— BEGIN Article —

Converting .txt file to rows

J

JohnG1965

I have a text document that I'm trying to import into Excel and have it
formatted where the text stops at the "]" symbol and creates a new row for
the next segment.

Example: text doc starts like this
ISA*00**00**09*00507000*000043213*0*P*\]GS*AG*47*F5332B0*090220*0506*655*X*003010]ST*824*000001110]BGN*00*1*090220]N1*ST**92*47]N1*SF**92*F5332B0]OTI*IE*SI*P045219*******856]REF*PK*PS-42637]REF*PO*HES
C93364]

I want it to transform in to this
ISA*00**00**09*00507000*000043213*0*P*\]GS*AG*47*F5332B0*090220*0506*655*X*003010]
ST*824*000001110]
BGN*00*1*090220]
N1*ST**92*47]
N1*SF**92*F5332B0]
OTI*IE*SI*P045219*******856]
REF*PK*PS-42637]
REF*PO*HESC93364]

Is this possible?
 
R

Rick Rothstein

If your file is a Word document (you show a .doc extension of your
filename), then I'm not sure how you would do what you want. However, if
that is really a pure text document (normally having a .txt extension), then
you can use this macro to do what you want. Change the two Const statement
assignments to match your actual conditions (cell address for the start of
your list and the full path plus filename for the file you want to import).

Sub BreakTextUp()
Dim X As Long
Dim FileNum As Long
Dim TotalFile As String
Dim LinesOfData() As String

Const StartCellAddress As String = "B3"
Const PathAndFileName As String = "c:\temp\text.txt"

FileNum = FreeFile
Open PathAndFileName For Binary As #FileNum
TotalFile = Space(LOF(FileNum))
Get #FileNum, , TotalFile
Close #FileNum
TotalFile = Replace(TotalFile, "]", "]" & vbLf)
LinesOfData = Split(TotalFile, vbLf)
For X = 0 To UBound(LinesOfData)
ActiveSheet.Range(StartCellAddress).Offset(X).Value = LinesOfData(X)
Next
End Sub
 
J

Joel

the code below reads your file and writes the data to a new file with the new
line added. I could put the data into a worksheet if you like.

Sub AddNewLine()

Const ForReading = 1, ForWriting = -2, _
ForAppending = 3


ReadFile = Application _
.GetOpenFilename(FileFilter:="Text Files (*.txt), *.txt", _
Title:="Select Read File")
If ReadFile = False Then
MsgBox ("No file Selected - Exiting Macro")
End If

WriteFile = Application _
.GetSaveAsFilename(FileFilter:="Text Files (*.txt), *.txt", _
Title:="Select Write File")

— END Article —

## [Task description]
Carry on the forum thread about splitting a text file into Excel rows, starting right after the last line shown.

— BEGIN Records —

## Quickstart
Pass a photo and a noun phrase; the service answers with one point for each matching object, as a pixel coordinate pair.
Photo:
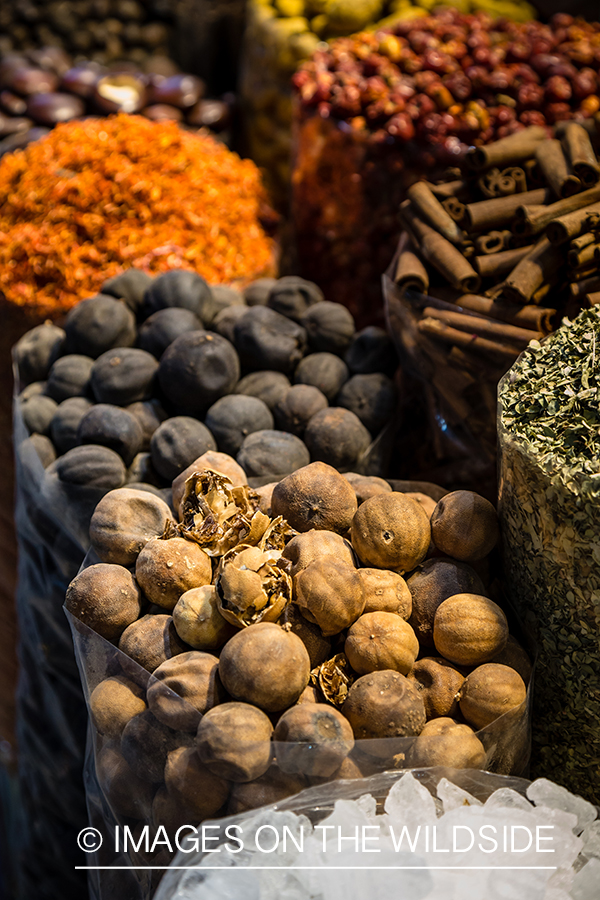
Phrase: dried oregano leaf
(550, 512)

— END Records —

## [Response]
If WriteFile = False Then
MsgBox ("No file Selected - Exiting Macro")
End If

Set fs = CreateObject("Scripting.FileSystemObject")
Set fin = fs.OpenTextFile(ReadFile, _
ForReading, TristateFalse)
Set fout = fs.CreateTextFile _
(Filename:=WriteFile, overwrite:=True)

FoundBackSlash = False
Do While fin.AtEndOfStream <> True
ReadData = fin.read(1)
Select Case ReadData

Case "]":
If FoundBackSlash = True Then
FoundBackSlash = False
fout.write "]"
Else
fout.writeline "]"
End If
Case "\":
If FoundBackSlash = True Then
'incase there are 2 backslashees in a row
FoundBackSlash = False
Else
FoundBackSlash = True
End If
fout.write "\"
Case Else
fout.write ReadData
End Select
Loop
fin.Close
fout.Close
End Sub
 
J

Joel

If yoou have other backshlash character in your data make this change

from
Case Else
fout.write ReadData

to
Case Else
FoundBackSlash = False
fout.write ReadData

Joel said:
the code below reads your file and writes the data to a new file with the new
line added. I could put the data into a worksheet if you like.

Sub AddNewLine()

Const ForReading = 1, ForWriting = -2, _
ForAppending = 3


ReadFile = Application _
.GetOpenFilename(FileFilter:="Text Files (*.txt), *.txt", _
Title:="Select Read File")
If ReadFile = False Then
MsgBox ("No file Selected - Exiting Macro")
End If

WriteFile = Application _
.GetSaveAsFilename(FileFilter:="Text Files (*.txt), *.txt", _
Title:="Select Write File")
If WriteFile = False Then
MsgBox ("No file Selected - Exiting Macro")
End If

Set fs = CreateObject("Scripting.FileSystemObject")
Set fin = fs.OpenTextFile(ReadFile, _
ForReading, TristateFalse)
Set fout = fs.CreateTextFile _
(Filename:=WriteFile, overwrite:=True)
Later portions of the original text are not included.